Locate each line in the data below that contains the word "wall", and copy every such line.

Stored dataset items
--

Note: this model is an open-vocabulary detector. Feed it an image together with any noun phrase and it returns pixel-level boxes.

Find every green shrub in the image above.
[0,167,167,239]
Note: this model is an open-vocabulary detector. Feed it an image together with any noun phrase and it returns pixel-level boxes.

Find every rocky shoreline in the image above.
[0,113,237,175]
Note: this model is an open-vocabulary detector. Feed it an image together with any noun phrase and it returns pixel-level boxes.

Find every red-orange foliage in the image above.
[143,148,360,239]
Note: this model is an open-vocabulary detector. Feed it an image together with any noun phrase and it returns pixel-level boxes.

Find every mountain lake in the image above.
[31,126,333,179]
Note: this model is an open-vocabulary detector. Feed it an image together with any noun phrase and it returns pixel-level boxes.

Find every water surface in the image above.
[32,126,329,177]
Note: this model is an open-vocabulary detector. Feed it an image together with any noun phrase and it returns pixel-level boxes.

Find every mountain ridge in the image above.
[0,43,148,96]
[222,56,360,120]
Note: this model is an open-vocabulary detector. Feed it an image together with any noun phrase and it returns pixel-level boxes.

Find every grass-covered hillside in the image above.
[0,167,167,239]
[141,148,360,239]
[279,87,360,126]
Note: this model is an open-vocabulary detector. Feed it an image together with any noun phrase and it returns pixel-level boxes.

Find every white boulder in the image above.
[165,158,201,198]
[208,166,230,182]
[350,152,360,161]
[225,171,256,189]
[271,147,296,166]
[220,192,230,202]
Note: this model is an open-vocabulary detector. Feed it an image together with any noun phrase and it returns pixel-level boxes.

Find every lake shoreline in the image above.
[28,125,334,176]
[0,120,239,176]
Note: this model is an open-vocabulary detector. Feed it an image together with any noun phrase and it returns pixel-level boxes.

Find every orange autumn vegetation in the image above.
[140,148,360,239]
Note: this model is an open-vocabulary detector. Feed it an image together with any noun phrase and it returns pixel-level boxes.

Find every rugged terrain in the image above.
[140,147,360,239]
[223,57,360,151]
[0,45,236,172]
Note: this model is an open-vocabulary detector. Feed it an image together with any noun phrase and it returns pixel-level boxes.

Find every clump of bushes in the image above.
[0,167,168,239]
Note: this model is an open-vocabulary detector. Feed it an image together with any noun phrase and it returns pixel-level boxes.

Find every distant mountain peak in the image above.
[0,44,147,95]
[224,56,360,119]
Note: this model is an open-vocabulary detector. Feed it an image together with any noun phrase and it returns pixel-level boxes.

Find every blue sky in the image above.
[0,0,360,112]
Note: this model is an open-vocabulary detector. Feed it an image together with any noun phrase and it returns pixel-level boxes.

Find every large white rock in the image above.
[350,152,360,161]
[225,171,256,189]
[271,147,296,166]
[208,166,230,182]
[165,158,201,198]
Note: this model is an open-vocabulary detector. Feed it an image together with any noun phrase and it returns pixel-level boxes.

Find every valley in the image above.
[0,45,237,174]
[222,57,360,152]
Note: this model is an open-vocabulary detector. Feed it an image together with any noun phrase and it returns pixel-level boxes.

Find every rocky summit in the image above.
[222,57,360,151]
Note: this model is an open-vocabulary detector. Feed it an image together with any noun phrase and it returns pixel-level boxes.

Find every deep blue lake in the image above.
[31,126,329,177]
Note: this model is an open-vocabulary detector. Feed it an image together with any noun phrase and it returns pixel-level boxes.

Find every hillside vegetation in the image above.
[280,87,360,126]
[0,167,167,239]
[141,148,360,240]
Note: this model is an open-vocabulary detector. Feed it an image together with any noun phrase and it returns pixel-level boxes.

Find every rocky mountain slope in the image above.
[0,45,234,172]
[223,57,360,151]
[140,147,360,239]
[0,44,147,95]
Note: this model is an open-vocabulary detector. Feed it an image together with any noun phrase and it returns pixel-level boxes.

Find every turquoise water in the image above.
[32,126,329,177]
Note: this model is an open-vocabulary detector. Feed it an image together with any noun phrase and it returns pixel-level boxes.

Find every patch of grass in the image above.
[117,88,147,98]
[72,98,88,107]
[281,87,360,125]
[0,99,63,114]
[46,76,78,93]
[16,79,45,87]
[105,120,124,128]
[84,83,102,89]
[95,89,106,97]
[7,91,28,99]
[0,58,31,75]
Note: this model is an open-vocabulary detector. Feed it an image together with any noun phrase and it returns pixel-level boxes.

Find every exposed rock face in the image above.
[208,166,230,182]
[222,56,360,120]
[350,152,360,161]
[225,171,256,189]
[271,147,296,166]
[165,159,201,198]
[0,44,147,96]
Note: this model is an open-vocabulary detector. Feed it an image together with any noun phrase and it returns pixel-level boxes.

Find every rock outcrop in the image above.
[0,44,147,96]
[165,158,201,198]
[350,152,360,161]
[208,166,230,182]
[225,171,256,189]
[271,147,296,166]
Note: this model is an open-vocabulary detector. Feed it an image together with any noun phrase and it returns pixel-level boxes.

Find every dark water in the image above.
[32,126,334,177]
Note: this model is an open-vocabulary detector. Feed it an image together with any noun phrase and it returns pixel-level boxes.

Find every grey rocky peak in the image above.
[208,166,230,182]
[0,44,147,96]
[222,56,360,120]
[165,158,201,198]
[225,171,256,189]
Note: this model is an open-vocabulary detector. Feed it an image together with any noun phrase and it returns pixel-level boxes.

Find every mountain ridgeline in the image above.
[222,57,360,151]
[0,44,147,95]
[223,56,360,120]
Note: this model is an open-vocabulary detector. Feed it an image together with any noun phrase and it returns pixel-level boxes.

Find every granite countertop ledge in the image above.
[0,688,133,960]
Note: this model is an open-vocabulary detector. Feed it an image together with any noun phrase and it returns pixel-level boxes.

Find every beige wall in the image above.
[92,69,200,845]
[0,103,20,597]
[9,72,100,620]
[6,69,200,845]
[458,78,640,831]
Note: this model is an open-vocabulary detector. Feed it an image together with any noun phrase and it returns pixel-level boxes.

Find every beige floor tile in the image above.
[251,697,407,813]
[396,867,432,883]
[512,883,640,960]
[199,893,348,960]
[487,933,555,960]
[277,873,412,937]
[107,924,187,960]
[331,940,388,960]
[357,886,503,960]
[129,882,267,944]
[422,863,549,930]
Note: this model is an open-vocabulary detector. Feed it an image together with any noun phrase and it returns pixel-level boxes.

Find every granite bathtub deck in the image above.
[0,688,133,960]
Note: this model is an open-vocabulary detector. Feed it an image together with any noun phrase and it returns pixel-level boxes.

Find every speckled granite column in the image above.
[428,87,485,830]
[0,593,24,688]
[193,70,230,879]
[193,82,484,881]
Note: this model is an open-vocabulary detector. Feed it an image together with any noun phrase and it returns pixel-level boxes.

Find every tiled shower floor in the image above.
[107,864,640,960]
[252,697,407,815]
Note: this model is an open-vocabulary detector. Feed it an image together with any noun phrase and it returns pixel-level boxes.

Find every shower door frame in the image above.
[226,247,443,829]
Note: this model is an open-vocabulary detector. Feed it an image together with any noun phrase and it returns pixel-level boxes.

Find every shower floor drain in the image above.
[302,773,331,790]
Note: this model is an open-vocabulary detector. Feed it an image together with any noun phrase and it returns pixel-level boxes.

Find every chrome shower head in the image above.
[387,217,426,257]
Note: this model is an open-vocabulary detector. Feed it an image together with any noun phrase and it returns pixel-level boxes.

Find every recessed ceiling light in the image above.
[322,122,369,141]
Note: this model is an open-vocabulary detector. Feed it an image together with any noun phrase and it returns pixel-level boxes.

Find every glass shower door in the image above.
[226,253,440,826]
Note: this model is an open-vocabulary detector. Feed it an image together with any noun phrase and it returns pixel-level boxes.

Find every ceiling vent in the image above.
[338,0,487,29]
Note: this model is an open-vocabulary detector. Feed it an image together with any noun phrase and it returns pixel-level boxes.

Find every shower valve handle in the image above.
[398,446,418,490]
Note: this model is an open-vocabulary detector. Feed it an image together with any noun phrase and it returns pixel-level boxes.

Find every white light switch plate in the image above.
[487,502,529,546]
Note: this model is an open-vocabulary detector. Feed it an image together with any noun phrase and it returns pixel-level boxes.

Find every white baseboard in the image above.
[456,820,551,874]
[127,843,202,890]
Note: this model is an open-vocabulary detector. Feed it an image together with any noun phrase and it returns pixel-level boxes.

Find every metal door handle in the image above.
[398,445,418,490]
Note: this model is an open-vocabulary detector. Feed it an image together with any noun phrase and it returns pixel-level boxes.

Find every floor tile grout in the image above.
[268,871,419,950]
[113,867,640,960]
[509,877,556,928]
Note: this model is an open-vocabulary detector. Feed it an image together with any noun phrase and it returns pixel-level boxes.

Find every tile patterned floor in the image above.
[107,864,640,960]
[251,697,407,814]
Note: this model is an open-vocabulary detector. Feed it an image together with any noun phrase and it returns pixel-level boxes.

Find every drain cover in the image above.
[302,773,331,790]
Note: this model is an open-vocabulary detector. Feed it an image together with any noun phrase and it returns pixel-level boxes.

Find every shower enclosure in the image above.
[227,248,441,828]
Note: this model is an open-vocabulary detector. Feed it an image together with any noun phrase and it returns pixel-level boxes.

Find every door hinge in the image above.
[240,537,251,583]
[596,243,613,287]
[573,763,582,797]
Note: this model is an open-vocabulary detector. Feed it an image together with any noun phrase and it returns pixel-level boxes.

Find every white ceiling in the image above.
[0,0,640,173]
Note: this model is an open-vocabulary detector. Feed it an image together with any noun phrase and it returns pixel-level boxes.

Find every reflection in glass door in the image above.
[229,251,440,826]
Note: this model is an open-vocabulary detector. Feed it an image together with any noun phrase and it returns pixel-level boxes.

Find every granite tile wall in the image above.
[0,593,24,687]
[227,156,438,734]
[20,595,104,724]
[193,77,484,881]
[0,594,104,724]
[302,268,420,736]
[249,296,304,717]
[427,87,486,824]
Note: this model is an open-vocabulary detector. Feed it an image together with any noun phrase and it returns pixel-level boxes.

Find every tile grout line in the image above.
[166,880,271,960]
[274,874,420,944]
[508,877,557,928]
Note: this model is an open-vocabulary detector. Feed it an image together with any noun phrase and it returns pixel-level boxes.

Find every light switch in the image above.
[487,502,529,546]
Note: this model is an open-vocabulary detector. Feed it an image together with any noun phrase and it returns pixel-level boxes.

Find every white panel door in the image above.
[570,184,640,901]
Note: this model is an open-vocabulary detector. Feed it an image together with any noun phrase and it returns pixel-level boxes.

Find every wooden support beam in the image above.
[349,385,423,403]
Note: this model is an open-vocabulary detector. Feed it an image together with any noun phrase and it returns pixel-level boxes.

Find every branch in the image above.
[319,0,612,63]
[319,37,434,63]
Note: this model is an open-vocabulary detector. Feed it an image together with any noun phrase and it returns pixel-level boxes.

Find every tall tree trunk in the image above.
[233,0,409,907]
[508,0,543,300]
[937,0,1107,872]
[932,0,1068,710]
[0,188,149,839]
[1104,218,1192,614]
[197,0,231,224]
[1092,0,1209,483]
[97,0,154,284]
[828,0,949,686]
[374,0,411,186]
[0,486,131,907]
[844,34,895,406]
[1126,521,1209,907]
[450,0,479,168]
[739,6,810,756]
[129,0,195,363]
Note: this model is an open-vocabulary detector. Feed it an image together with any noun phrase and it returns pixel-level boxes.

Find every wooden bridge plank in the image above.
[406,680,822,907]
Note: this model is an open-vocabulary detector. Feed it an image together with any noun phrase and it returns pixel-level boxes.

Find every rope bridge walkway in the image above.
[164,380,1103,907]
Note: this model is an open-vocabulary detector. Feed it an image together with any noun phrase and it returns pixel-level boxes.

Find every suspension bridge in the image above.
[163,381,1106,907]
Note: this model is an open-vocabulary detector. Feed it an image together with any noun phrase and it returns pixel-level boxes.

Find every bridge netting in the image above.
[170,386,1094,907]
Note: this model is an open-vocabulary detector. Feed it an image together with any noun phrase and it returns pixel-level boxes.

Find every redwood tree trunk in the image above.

--

[Final answer]:
Find every beige wall in the image above.
Find every granite tile wall in the image above.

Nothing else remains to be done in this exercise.